Stated exercise:
Count the lines in the data below that contain the string "shirt", and give only the number.

Items listed in a dataset:
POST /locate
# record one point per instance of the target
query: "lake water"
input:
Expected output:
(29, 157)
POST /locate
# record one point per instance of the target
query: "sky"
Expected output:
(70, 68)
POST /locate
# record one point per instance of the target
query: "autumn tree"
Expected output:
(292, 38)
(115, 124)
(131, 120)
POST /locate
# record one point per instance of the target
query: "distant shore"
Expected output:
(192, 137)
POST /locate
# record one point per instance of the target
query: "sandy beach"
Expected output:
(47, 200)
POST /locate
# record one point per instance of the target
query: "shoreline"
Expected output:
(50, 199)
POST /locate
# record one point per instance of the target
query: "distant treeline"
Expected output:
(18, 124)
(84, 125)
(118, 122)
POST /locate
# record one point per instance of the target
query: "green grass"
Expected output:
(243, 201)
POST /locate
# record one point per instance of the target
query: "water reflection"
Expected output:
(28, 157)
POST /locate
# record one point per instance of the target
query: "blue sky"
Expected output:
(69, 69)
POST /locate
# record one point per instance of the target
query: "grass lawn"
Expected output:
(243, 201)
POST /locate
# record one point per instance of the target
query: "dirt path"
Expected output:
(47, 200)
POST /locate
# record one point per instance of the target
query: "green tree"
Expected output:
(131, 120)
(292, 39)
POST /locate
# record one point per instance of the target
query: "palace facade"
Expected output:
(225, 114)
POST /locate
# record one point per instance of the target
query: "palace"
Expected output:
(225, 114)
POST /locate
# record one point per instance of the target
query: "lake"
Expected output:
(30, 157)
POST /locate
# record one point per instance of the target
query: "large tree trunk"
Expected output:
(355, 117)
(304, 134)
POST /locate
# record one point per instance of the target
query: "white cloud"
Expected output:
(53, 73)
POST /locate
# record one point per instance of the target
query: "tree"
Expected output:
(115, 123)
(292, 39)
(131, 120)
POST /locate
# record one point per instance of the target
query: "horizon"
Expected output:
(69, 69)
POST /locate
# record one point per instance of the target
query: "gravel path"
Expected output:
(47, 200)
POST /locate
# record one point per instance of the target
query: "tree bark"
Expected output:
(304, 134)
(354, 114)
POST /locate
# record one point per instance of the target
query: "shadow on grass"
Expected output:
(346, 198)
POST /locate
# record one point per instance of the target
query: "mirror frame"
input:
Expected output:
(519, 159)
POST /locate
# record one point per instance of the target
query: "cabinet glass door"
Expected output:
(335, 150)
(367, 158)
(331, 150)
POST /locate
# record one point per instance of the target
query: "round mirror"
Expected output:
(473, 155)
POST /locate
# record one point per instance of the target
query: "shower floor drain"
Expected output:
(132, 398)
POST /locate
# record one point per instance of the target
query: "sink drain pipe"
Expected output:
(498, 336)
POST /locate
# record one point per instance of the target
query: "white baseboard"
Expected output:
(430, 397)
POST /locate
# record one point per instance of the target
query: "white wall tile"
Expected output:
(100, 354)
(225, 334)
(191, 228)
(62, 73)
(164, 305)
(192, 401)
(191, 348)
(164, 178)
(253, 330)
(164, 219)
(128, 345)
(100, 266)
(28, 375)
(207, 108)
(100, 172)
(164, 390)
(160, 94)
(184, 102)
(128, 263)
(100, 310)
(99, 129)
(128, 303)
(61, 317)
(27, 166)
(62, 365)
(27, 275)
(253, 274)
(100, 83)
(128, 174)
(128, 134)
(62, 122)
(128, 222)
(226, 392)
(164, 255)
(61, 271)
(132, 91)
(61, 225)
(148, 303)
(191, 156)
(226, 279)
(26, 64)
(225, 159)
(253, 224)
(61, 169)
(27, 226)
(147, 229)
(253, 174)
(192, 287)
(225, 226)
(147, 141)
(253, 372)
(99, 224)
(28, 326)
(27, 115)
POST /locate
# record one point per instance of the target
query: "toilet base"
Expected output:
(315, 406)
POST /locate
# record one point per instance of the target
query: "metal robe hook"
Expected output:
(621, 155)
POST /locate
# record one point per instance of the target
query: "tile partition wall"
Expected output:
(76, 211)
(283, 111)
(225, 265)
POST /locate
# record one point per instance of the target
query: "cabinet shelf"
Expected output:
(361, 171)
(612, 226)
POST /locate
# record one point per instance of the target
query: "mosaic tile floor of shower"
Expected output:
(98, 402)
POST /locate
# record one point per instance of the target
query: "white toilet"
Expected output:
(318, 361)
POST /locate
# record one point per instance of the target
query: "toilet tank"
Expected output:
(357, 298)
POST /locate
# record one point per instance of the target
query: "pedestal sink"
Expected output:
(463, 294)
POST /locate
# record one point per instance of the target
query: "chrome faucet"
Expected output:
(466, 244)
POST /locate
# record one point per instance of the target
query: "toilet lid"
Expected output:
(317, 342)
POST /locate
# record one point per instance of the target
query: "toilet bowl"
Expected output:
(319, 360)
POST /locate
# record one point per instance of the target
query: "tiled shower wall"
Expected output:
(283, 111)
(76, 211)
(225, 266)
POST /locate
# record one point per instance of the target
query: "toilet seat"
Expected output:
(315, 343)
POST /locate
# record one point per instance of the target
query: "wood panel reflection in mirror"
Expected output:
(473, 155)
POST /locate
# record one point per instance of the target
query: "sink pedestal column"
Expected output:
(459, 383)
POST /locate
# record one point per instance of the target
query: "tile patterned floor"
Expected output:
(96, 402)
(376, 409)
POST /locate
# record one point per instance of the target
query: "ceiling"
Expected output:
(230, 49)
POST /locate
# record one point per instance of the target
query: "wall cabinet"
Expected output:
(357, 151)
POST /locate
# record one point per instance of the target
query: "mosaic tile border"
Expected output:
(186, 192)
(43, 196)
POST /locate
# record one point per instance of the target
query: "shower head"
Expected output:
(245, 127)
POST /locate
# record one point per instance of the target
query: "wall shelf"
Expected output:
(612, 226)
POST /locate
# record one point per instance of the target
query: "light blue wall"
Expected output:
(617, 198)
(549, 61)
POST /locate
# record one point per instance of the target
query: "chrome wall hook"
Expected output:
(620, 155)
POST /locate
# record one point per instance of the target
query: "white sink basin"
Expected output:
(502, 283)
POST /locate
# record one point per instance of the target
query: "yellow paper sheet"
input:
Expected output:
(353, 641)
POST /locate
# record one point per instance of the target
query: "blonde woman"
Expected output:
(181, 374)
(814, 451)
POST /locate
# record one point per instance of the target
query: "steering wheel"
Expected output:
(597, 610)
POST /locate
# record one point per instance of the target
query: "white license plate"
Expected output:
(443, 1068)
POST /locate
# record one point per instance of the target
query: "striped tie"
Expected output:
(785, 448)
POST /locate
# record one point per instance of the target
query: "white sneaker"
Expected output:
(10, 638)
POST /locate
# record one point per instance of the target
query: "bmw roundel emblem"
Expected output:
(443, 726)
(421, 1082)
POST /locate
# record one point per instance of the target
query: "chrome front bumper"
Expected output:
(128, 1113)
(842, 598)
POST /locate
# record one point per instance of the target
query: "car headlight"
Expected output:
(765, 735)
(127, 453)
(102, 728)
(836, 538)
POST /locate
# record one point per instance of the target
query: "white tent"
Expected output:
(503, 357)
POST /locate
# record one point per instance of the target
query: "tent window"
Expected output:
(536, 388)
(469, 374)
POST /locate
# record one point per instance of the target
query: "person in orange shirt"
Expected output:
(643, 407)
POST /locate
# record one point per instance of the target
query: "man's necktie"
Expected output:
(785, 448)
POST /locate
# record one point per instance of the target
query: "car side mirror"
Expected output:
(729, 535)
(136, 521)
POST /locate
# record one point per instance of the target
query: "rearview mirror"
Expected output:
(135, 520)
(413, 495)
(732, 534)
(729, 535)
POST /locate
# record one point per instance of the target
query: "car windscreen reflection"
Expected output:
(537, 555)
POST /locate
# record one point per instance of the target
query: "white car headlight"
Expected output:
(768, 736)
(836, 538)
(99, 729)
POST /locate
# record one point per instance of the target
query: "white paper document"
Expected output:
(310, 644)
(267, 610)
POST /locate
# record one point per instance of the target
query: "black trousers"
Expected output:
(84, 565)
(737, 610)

--

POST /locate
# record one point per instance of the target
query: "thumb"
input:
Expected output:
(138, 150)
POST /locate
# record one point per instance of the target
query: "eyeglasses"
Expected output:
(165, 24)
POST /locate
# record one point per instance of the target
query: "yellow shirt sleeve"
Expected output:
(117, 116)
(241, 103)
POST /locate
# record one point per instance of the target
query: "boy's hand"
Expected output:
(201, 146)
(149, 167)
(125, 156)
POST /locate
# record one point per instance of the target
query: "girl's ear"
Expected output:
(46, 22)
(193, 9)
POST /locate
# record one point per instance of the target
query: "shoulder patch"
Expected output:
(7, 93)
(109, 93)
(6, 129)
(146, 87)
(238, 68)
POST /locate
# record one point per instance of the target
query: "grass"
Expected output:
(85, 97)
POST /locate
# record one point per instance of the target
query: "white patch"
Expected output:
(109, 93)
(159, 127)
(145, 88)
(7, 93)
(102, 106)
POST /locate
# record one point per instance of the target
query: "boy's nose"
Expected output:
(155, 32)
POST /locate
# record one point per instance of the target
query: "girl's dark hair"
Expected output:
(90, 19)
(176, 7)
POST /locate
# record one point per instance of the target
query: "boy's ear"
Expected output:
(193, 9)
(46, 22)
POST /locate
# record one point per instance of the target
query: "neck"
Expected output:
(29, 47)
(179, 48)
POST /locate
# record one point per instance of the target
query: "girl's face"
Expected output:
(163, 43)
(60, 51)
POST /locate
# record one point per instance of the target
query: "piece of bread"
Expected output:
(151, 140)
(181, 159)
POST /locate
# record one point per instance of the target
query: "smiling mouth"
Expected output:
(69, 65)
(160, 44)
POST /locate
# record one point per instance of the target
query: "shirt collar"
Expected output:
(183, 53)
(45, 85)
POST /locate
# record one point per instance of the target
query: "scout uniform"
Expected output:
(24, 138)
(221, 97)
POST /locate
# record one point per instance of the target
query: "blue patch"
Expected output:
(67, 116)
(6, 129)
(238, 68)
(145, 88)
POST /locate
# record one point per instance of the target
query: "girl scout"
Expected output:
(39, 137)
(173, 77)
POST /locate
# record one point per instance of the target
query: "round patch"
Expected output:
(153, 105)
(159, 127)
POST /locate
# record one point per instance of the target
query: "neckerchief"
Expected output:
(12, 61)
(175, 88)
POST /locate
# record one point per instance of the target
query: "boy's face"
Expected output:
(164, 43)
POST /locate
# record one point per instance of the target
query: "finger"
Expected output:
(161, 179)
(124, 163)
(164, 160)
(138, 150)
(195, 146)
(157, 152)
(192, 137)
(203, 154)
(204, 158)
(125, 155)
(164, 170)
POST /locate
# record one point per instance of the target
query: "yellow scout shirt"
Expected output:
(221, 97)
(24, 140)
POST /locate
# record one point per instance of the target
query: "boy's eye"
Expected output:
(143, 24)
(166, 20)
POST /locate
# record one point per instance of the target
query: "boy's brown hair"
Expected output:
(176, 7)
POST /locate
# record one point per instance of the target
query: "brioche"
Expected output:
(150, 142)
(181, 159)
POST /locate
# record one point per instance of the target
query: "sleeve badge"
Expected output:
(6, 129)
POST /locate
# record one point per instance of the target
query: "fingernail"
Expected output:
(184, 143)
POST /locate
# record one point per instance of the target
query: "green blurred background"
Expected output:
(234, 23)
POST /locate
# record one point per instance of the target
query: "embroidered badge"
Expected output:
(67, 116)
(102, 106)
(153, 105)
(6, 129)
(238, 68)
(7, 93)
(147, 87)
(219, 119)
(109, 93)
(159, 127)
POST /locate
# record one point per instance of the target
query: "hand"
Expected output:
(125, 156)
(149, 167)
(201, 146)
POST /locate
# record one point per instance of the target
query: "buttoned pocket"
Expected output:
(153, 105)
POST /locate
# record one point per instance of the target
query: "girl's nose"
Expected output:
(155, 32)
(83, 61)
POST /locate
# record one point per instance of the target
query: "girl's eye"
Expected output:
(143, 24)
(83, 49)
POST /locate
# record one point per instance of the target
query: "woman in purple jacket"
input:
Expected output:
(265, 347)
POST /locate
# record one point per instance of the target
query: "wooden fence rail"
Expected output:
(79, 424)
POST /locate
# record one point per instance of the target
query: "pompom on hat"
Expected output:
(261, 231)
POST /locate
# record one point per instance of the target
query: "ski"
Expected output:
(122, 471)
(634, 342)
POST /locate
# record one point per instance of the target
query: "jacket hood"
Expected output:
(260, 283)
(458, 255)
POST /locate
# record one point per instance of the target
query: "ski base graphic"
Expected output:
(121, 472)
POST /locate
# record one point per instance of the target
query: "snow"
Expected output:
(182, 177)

==

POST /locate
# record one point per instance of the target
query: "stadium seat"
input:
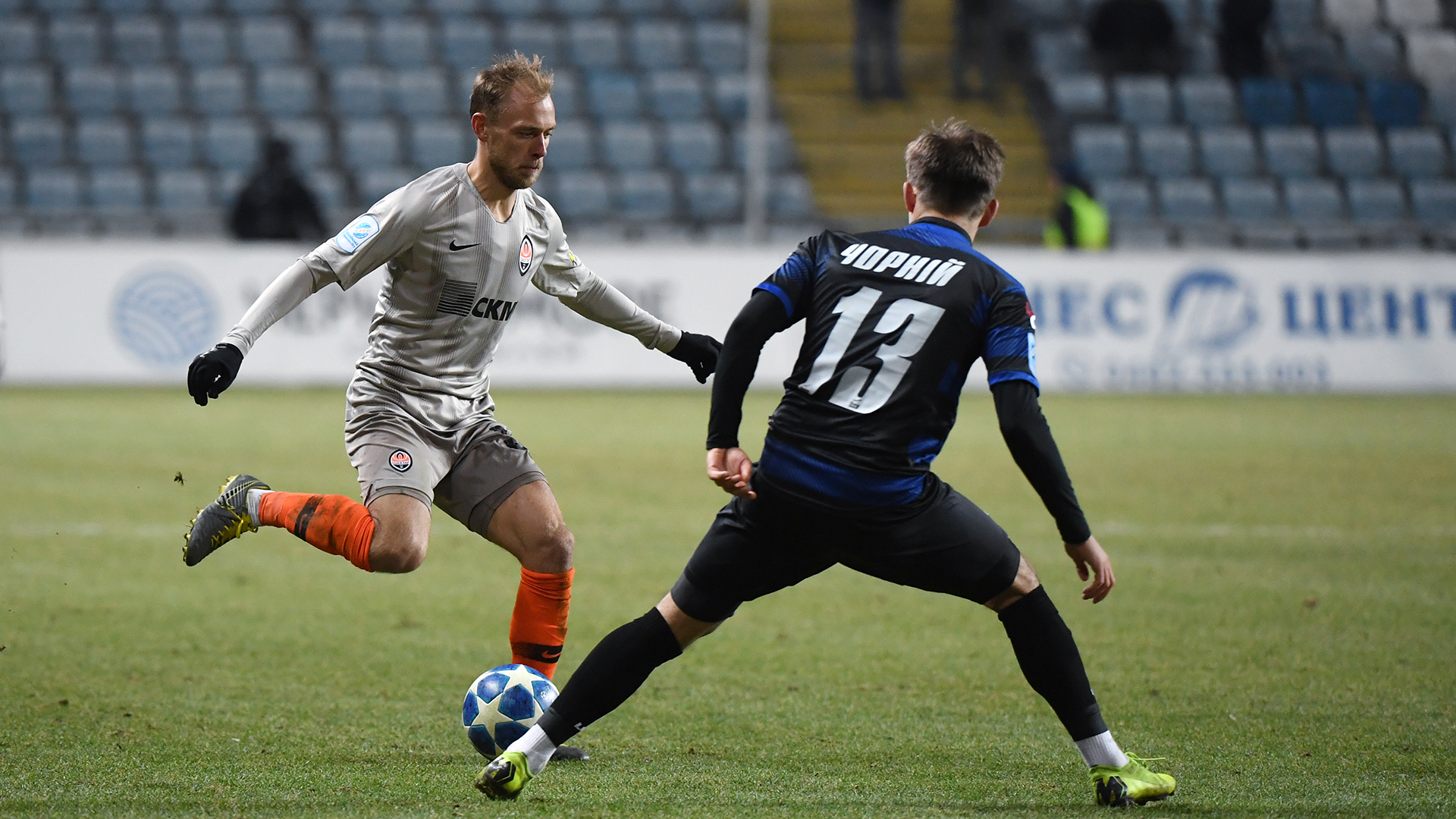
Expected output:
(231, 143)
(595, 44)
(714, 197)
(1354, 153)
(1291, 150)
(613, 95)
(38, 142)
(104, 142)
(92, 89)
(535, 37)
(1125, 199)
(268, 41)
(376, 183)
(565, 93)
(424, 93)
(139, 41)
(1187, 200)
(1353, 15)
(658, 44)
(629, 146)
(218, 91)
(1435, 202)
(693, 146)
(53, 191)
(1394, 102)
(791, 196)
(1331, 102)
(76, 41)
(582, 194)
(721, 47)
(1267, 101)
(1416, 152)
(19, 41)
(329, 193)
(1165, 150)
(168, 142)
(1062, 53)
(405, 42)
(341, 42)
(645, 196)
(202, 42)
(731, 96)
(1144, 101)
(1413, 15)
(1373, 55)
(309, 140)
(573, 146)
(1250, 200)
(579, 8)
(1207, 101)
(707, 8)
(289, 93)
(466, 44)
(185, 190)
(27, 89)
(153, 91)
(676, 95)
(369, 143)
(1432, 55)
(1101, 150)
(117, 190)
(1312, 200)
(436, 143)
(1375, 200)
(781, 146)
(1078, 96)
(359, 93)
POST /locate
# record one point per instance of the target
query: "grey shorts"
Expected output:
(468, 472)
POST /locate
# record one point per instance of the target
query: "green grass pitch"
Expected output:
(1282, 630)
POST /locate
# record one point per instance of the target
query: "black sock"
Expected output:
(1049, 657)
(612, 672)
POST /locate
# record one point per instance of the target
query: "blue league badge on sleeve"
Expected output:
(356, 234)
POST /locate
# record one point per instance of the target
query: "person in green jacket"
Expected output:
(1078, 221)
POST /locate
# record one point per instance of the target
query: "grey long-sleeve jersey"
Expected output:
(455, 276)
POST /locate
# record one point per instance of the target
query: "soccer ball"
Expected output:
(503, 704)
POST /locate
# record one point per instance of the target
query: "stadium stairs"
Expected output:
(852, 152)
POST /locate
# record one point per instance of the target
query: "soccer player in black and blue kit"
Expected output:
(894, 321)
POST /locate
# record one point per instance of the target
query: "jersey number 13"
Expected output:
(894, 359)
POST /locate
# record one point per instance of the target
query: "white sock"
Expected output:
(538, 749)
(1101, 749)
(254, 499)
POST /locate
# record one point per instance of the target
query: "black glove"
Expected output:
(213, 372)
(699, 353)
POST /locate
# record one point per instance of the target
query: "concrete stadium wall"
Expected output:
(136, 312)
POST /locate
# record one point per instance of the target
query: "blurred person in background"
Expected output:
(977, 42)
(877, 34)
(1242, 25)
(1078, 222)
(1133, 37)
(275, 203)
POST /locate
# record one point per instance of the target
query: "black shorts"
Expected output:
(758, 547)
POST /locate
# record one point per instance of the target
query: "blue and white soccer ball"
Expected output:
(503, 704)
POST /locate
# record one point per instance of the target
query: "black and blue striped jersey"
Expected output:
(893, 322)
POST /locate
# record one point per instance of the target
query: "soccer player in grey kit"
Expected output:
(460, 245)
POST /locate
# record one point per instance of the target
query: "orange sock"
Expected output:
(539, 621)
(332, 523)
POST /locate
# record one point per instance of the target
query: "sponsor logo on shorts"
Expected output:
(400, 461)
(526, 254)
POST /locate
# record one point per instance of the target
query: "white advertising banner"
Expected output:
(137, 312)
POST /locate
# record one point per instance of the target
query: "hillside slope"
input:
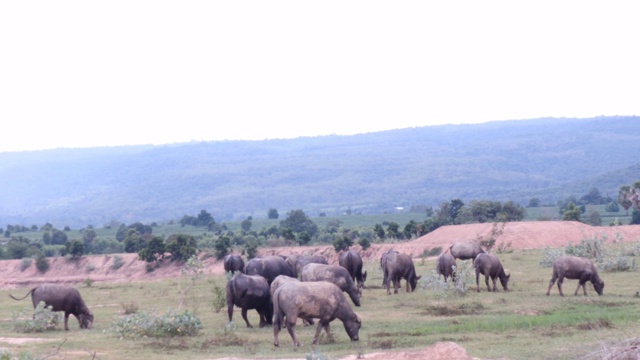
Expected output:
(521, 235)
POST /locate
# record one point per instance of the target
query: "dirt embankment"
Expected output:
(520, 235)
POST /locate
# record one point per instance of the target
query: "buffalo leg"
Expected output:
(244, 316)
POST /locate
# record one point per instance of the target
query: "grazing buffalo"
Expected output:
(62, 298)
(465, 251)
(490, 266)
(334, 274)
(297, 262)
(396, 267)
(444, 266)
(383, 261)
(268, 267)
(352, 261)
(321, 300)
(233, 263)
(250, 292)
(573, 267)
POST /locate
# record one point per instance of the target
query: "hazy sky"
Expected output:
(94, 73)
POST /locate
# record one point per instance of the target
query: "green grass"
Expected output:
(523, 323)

Solution to the exercise:
4